Altere a passagem do trecho selecionado que vai de "Falo escolheu porque" até "História lhe faria.", substituindo "História" por "Providência", e apresente-a novamente.

TRECHO SELECIONADO |
○ ○ ○ ○

Aí onde vivem os homens, aí está a missão dos membros da Opus. Nas escolas, nos escritórios, na cátedra universitária, nas oficinas, onde a vida humana acontece se torna o campo de difusão do sabor do sal de Cristo e sua luz. É onde os homens se tornam úteis e deixam rastro, onde apagam o visco da maldade e dão frutos.
Jean foi assim. A frase, o pequeno trecho do ponto 1 de Caminho, ilustra bem a sua vida, as opções que tomou de ser praça aberta, dedicado ao serviço, ao desenvolvimento próprio e dos seus compatriotas. Jean escolheu incendiar o mundo com o calor ardente que existia em seu coração.
Falo escolheu porque cada atitude que ele tomou, pelo menos desde 2019 até o dia em que infelizmente nos deixou, vinha de uma decisão acertada consigo mesmo de que ele devia algo ao mundo, que ele precisava tomar partido no curso dos fatos, que, mesmo localmente, ele não poderia se furtar aos convites que a História lhe faria.

○ ○ ○ ○

MATERIAL DE ORIGEM |
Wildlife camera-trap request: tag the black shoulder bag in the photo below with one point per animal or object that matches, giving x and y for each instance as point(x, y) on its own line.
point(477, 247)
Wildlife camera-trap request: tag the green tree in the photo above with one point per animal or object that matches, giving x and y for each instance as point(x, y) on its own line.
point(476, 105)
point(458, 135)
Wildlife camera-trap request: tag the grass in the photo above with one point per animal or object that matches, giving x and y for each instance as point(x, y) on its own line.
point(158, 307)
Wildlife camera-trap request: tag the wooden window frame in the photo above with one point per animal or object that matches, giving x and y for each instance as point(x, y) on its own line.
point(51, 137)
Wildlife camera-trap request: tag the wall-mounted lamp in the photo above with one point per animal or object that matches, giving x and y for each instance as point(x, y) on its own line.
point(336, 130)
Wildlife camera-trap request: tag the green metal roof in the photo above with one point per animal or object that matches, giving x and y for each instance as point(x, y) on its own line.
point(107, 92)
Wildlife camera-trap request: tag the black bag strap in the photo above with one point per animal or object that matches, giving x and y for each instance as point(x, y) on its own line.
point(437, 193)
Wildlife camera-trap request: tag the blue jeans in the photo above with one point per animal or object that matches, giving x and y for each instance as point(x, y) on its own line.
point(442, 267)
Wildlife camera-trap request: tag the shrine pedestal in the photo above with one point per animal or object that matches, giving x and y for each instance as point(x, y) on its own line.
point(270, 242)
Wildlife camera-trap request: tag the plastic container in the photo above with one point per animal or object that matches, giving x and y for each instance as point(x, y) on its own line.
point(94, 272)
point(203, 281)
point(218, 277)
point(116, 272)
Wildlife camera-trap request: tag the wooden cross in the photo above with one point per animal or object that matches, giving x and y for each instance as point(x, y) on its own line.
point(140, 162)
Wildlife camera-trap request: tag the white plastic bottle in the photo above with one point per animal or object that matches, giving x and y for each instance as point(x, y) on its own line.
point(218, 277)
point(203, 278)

○ ○ ○ ○

RESPOSTA DA TAREFA |
Falo escolheu porque cada atitude que ele tomou, pelo menos desde 2019 até o dia em que infelizmente nos deixou, vinha de uma decisão acertada consigo mesmo de que ele devia algo ao mundo, que ele precisava tomar partido no curso dos fatos, que, mesmo localmente, ele não poderia se furtar aos convites que a Providência lhe faria.